◆ Documento de origem
==============================
28. Todo o juízo temerário, e ainda qualquer pensamento simples de falta ou pecado de outros, procuremos lançá-lo logo fora; voltando o sentido para Deus Nosso Senhor, e mostrando-lhe as chagas da nossa alma, para que as cure, ou dizendo-lhe, como o mesmo Senhor ensinou a Santa Brígida neste caso: Domine Iesu, omnium cognitor, adjuva me ut in vanis cogitationibus non delecter. Senhor Jesus Cristo, que conheceis todas as coisas, ajudai-me para que me não detenha, nem deleite em pensamentos vãos e maliciosos.
29. Se me vier inveja, ou tristeza dos bens espirituais, ou bens da natureza e fortuna, que alguém logra, tomarei este rebate por despertador para levantar logo o coração a Deus, pedindo lhos aumente, quando convier ao bem do tal próximo; e fazendo ato positivo de caridade da mesma pessoa, amando-o pelas razões que Deus e manda que o ame.
30. Quando me vierem razões e discursos de que outros têm em alguma coisa culpa, e eu estou inocente, não me escusarei ainda que o possa fazer justamente. Mas antes tomarei a acusação sobre mim, e darei a escusa e louvor a meu irmão. Pois é certo que diante de Deus tenho muitas culpas em aberto e por pagar, ao menos da vida passada; e ele me esperou até agora, e mas encobriu, e passaram sem castigo e repreensão; e assim verdadeiramente não estou inocente e aceitando o trabalho que me vem, fico mais descarregado de minhas dívidas.
==============================
◆ Dados de origem
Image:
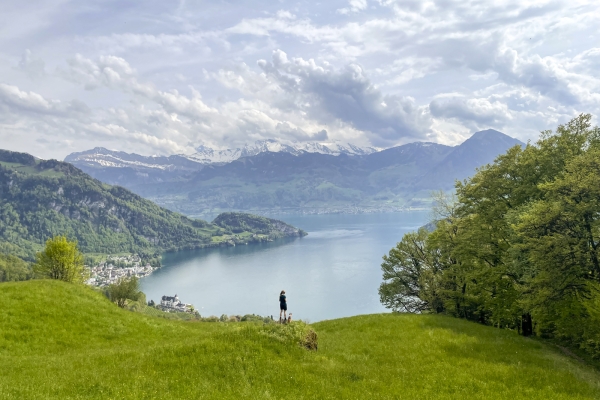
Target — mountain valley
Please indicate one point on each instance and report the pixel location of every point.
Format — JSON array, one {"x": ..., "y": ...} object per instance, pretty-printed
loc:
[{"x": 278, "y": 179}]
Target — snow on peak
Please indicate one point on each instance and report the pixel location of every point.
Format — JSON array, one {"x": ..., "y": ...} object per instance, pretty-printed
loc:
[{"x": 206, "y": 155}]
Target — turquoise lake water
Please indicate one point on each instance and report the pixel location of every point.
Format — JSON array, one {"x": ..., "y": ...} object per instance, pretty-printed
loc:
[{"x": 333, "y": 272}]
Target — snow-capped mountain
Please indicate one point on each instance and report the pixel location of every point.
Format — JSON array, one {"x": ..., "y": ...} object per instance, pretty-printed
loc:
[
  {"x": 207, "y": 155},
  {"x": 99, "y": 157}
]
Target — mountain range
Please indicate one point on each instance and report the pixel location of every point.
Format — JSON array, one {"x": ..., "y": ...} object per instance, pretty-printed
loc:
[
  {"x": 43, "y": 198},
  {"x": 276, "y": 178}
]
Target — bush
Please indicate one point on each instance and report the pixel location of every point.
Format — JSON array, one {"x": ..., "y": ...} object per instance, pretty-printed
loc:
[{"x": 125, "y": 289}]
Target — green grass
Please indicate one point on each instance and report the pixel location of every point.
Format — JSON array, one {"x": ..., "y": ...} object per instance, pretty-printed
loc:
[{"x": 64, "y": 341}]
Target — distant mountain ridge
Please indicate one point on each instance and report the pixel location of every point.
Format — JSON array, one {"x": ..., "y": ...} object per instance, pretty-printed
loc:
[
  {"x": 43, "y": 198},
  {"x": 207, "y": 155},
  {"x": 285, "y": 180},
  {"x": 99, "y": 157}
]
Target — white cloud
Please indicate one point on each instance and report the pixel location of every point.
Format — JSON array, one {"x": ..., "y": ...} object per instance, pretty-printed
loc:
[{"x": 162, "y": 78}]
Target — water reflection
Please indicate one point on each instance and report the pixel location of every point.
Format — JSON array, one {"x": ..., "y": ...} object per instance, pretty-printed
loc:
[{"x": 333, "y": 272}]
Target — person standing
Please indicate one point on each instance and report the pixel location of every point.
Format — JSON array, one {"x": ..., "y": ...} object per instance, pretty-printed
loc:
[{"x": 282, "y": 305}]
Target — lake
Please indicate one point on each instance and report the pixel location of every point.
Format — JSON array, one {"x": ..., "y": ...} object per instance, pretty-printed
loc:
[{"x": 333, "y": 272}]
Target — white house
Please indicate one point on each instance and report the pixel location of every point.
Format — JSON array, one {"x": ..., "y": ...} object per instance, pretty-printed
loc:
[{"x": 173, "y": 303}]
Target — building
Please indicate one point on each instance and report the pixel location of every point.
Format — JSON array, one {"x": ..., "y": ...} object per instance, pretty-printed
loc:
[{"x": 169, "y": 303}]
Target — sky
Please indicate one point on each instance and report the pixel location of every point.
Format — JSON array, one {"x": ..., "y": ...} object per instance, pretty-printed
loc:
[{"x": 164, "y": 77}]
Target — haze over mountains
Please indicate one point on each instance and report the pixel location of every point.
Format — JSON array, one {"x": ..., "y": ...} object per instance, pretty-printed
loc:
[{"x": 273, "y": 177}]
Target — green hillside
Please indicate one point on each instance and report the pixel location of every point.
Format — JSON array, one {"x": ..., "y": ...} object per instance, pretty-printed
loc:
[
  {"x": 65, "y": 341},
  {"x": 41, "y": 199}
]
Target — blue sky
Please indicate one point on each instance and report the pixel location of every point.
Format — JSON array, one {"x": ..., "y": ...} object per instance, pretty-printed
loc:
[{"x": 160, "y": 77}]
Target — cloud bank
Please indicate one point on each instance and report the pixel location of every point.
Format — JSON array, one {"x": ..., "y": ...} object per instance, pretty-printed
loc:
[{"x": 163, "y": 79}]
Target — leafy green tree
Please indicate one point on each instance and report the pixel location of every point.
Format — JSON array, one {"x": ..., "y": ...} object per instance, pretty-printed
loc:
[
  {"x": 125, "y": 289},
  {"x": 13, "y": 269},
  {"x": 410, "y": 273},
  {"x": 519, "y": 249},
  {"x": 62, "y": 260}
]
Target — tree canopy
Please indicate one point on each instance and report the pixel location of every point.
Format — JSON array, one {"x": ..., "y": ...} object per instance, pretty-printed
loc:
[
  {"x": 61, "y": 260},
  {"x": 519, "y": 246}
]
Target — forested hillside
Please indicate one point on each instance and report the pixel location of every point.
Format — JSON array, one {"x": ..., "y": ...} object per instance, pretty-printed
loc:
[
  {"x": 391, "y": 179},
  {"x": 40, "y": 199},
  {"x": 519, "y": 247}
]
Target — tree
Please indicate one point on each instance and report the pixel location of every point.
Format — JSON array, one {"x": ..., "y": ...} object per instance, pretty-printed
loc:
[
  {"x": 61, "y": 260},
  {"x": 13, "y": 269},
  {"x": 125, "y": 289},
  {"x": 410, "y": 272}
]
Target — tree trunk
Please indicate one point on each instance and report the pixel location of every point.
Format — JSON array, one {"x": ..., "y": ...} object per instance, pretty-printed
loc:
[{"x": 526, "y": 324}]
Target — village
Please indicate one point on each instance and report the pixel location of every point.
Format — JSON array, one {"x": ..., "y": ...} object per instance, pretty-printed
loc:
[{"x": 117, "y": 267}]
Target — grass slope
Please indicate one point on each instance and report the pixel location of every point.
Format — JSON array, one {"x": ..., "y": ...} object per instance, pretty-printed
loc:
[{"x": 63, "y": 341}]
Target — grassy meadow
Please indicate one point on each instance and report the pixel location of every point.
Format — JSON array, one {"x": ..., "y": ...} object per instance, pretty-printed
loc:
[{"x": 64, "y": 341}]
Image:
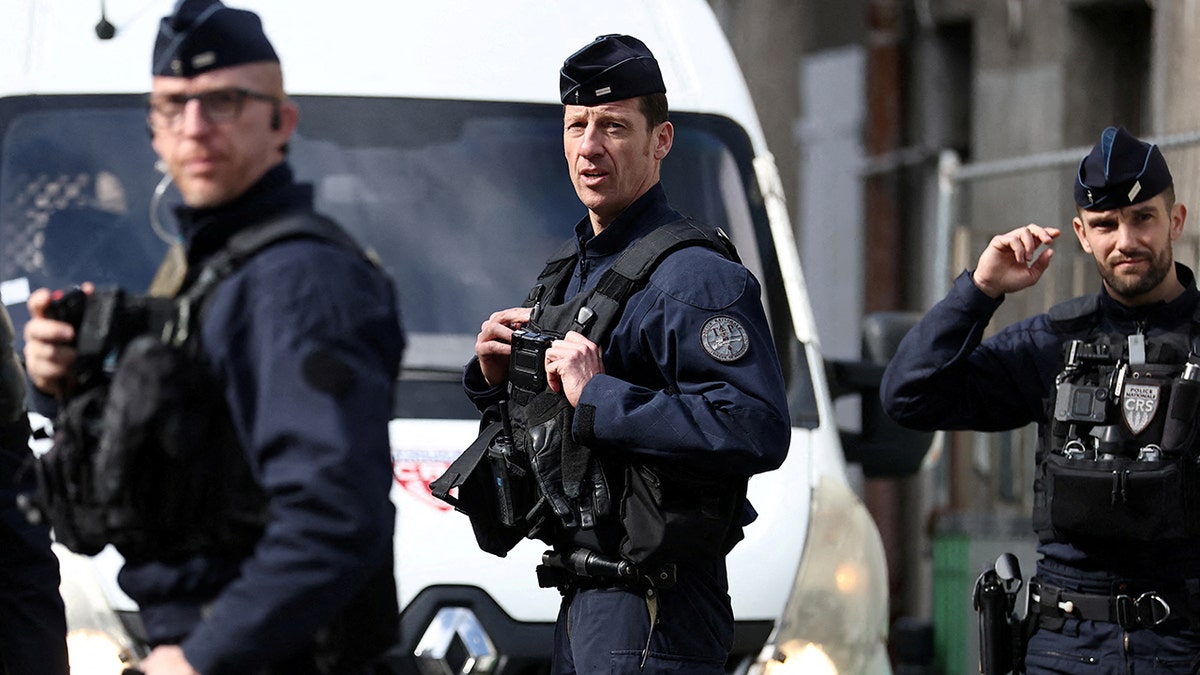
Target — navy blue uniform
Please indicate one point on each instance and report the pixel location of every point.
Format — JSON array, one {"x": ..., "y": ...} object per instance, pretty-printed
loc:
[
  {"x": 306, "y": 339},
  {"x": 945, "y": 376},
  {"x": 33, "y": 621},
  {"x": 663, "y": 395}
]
==============================
◆ Objetivo do exercício
Por favor, copie do documento de origem o trecho que começa nas palavras "29. Se me vier" e termina depois de "de minhas dívidas.". Baseie-se somente no documento de origem.

◆ Espaço de resposta
29. Se me vier inveja, ou tristeza dos bens espirituais, ou bens da natureza e fortuna, que alguém logra, tomarei este rebate por despertador para levantar logo o coração a Deus, pedindo lhos aumente, quando convier ao bem do tal próximo; e fazendo ato positivo de caridade da mesma pessoa, amando-o pelas razões que Deus e manda que o ame.
30. Quando me vierem razões e discursos de que outros têm em alguma coisa culpa, e eu estou inocente, não me escusarei ainda que o possa fazer justamente. Mas antes tomarei a acusação sobre mim, e darei a escusa e louvor a meu irmão. Pois é certo que diante de Deus tenho muitas culpas em aberto e por pagar, ao menos da vida passada; e ele me esperou até agora, e mas encobriu, e passaram sem castigo e repreensão; e assim verdadeiramente não estou inocente e aceitando o trabalho que me vem, fico mais descarregado de minhas dívidas.